Repeat every line below exactly as it reads.

■ ■ ■ ■ ■ ■ ■

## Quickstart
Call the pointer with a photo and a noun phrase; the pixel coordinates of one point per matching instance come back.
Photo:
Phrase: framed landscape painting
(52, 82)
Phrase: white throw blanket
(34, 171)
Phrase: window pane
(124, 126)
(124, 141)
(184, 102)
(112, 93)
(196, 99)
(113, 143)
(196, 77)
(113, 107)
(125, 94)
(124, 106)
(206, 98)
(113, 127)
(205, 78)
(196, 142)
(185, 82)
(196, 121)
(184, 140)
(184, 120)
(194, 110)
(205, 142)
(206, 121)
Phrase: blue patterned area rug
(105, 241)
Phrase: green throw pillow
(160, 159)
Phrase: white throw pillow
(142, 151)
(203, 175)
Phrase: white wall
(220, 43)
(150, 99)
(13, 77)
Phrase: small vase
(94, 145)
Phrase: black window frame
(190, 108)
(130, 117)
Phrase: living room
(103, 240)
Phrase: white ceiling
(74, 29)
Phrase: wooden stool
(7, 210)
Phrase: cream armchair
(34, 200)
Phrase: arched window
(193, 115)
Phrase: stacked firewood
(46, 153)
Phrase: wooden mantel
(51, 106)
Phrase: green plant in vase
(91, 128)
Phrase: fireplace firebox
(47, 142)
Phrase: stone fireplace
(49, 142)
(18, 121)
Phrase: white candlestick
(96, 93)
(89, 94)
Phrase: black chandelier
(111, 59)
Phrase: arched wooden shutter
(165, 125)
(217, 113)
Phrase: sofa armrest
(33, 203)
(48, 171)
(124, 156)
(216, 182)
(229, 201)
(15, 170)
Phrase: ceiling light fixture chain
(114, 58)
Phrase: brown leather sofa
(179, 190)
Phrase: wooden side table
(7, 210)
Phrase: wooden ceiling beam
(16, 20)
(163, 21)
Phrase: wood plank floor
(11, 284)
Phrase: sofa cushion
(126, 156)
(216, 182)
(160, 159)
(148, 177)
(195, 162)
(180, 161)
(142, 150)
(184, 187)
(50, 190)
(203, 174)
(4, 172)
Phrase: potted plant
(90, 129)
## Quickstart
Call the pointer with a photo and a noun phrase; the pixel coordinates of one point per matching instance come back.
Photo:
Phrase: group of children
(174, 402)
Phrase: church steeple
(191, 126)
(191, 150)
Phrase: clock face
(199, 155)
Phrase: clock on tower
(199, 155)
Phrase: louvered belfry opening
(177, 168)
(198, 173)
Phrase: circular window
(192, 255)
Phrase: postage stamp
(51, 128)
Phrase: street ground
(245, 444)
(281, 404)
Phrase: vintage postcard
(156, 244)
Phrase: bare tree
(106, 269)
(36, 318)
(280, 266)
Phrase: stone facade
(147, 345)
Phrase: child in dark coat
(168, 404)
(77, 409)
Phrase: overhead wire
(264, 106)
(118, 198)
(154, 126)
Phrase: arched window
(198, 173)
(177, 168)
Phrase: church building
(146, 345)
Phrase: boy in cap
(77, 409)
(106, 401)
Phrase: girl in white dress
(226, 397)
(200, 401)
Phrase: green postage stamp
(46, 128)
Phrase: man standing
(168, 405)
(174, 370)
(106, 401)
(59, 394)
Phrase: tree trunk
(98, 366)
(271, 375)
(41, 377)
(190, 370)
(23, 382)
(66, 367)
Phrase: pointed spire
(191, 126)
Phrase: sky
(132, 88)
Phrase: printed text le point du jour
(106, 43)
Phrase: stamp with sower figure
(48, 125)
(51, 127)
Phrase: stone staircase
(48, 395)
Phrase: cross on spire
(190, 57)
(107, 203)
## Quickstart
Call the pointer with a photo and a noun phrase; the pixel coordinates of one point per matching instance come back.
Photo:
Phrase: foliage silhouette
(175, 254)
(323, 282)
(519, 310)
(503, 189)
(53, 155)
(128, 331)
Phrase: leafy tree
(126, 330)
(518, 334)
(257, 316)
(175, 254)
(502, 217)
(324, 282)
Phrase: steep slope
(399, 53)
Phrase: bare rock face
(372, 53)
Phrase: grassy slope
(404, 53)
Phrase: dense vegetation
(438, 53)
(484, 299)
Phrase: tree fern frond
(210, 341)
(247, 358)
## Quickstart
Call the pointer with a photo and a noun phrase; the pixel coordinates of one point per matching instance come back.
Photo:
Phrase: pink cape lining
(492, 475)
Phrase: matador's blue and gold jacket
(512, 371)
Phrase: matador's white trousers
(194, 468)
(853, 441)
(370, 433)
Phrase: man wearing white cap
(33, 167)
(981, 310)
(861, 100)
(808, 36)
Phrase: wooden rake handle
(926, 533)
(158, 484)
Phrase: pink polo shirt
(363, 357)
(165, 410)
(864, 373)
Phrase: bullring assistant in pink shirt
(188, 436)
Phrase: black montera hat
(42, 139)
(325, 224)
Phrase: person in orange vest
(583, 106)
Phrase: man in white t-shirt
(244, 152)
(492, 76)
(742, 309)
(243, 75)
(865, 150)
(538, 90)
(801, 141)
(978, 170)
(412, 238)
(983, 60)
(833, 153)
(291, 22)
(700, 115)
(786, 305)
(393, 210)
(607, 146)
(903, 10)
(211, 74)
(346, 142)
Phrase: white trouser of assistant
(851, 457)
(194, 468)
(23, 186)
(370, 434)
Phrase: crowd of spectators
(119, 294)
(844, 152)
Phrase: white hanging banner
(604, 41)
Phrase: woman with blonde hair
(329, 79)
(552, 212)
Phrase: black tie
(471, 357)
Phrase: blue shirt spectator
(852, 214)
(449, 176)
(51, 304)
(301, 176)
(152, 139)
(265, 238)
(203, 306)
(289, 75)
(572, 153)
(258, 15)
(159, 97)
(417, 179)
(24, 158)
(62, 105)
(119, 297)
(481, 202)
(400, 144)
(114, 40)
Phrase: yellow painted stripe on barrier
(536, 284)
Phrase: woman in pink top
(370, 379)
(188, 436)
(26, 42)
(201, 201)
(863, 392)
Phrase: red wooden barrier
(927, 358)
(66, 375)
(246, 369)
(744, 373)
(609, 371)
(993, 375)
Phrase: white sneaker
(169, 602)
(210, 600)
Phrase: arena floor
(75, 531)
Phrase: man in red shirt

■ ■ ■ ■ ■ ■ ■

Exercise answer
## Quickstart
Call the pointer with a photo and a noun phrase; the pixel coordinates of one point per matching instance come back.
Photo:
Phrase: framed landscape painting
(52, 82)
Phrase: white throw blanket
(34, 171)
Phrase: window pane
(124, 126)
(124, 141)
(184, 102)
(112, 93)
(196, 99)
(113, 143)
(196, 77)
(113, 107)
(125, 94)
(124, 106)
(206, 98)
(113, 127)
(205, 78)
(196, 142)
(185, 82)
(196, 121)
(184, 140)
(184, 120)
(194, 110)
(205, 142)
(206, 121)
Phrase: blue patterned area rug
(105, 241)
Phrase: green throw pillow
(160, 159)
Phrase: white throw pillow
(142, 151)
(203, 175)
Phrase: white wall
(220, 43)
(150, 99)
(13, 77)
Phrase: small vase
(94, 145)
Phrase: black window frame
(190, 108)
(130, 117)
Phrase: living room
(103, 240)
Phrase: white ceiling
(74, 29)
Phrase: wooden stool
(7, 210)
Phrase: cream armchair
(34, 200)
Phrase: arched window
(193, 115)
Phrase: stacked firewood
(46, 153)
Phrase: wooden mantel
(51, 106)
Phrase: green plant in vase
(91, 128)
Phrase: fireplace firebox
(47, 142)
Phrase: stone fireplace
(49, 142)
(18, 121)
Phrase: white candlestick
(96, 93)
(89, 94)
Phrase: black chandelier
(111, 59)
Phrase: arched wooden shutter
(165, 125)
(217, 113)
Phrase: sofa armrest
(33, 203)
(48, 171)
(124, 156)
(216, 182)
(229, 201)
(15, 170)
Phrase: ceiling light fixture chain
(114, 58)
Phrase: brown leather sofa
(179, 190)
Phrase: wooden side table
(7, 210)
Phrase: wooden ceiling beam
(16, 20)
(163, 21)
Phrase: wood plank floor
(11, 284)
Phrase: sofa cushion
(126, 156)
(216, 182)
(160, 159)
(148, 177)
(195, 162)
(180, 161)
(142, 150)
(184, 187)
(50, 190)
(203, 174)
(4, 172)
Phrase: potted plant
(90, 129)
## Quickstart
Call the pointer with a photo and a noun phrase; the pixel coordinates of one point per matching instance come back.
Photo:
Phrase: group of children
(174, 402)
Phrase: church steeple
(191, 126)
(191, 150)
Phrase: clock face
(199, 155)
Phrase: clock on tower
(199, 155)
Phrase: louvered belfry opening
(177, 168)
(198, 173)
Phrase: circular window
(192, 255)
Phrase: postage stamp
(51, 128)
Phrase: street ground
(245, 444)
(281, 404)
Phrase: vintage postcard
(156, 244)
Phrase: bare tree
(106, 269)
(36, 318)
(280, 266)
Phrase: stone facade
(147, 345)
Phrase: child in dark coat
(168, 404)
(77, 409)
Phrase: overhead wire
(264, 106)
(118, 198)
(154, 126)
Phrase: arched window
(198, 173)
(177, 168)
Phrase: church building
(146, 345)
Phrase: boy in cap
(77, 409)
(106, 401)
Phrase: girl in white dress
(226, 397)
(200, 401)
Phrase: green postage stamp
(46, 128)
Phrase: man standing
(168, 405)
(174, 370)
(106, 401)
(59, 394)
Phrase: tree trunk
(98, 366)
(271, 375)
(41, 377)
(190, 370)
(23, 382)
(66, 367)
Phrase: pointed spire
(191, 126)
Phrase: sky
(132, 88)
Phrase: printed text le point du jour
(106, 43)
Phrase: stamp with sower figure
(48, 125)
(51, 127)
Phrase: stone staircase
(48, 395)
Phrase: cross on spire
(190, 57)
(107, 203)
## Quickstart
Call the pointer with a photo and a noun phrase; the pixel coordinates of one point per matching instance come back.
Photo:
Phrase: foliage silhouette
(175, 254)
(323, 282)
(519, 310)
(503, 189)
(53, 155)
(128, 331)
Phrase: leafy tree
(126, 330)
(518, 334)
(257, 316)
(175, 254)
(502, 217)
(324, 282)
Phrase: steep slope
(399, 53)
Phrase: bare rock face
(372, 53)
Phrase: grassy slope
(404, 53)
Phrase: dense vegetation
(438, 53)
(484, 299)
Phrase: tree fern frond
(210, 341)
(247, 358)
## Quickstart
Call the pointer with a photo and a noun phrase; the pixel coordinates of one point per matching instance come back.
Photo:
Phrase: pink cape lining
(492, 475)
Phrase: matador's blue and gold jacket
(512, 371)
Phrase: matador's white trousers
(194, 468)
(853, 441)
(370, 433)
Phrase: man wearing white cap
(33, 167)
(981, 310)
(861, 100)
(808, 36)
Phrase: wooden rake handle
(926, 533)
(158, 484)
Phrase: pink polo shirt
(363, 357)
(165, 410)
(864, 373)
Phrase: bullring assistant in pink shirt
(188, 436)
Phrase: black montera hat
(42, 139)
(325, 224)
Phrase: person in orange vest
(583, 106)
Phrase: man in white t-shirt
(244, 152)
(492, 76)
(742, 309)
(243, 75)
(865, 150)
(538, 90)
(801, 141)
(978, 170)
(412, 238)
(983, 60)
(833, 153)
(291, 22)
(700, 115)
(786, 305)
(393, 210)
(607, 146)
(903, 10)
(211, 74)
(346, 142)
Phrase: white trouser of assistant
(851, 457)
(194, 468)
(23, 186)
(370, 434)
Phrase: crowd of spectators
(119, 294)
(844, 152)
Phrase: white hanging banner
(604, 41)
Phrase: woman with blonde hair
(329, 79)
(552, 212)
Phrase: black tie
(471, 357)
Phrase: blue shirt spectator
(852, 214)
(449, 176)
(51, 304)
(301, 176)
(152, 139)
(265, 238)
(203, 306)
(289, 75)
(572, 153)
(258, 15)
(159, 97)
(417, 179)
(24, 158)
(62, 105)
(119, 297)
(481, 202)
(400, 144)
(114, 40)
Phrase: yellow painted stripe on barrier
(536, 284)
Phrase: woman in pink top
(370, 379)
(188, 436)
(26, 42)
(201, 201)
(863, 392)
Phrase: red wooden barrier
(927, 358)
(66, 375)
(246, 369)
(744, 373)
(609, 371)
(993, 375)
Phrase: white sneaker
(169, 602)
(210, 600)
Phrase: arena floor
(75, 531)
Phrase: man in red shirt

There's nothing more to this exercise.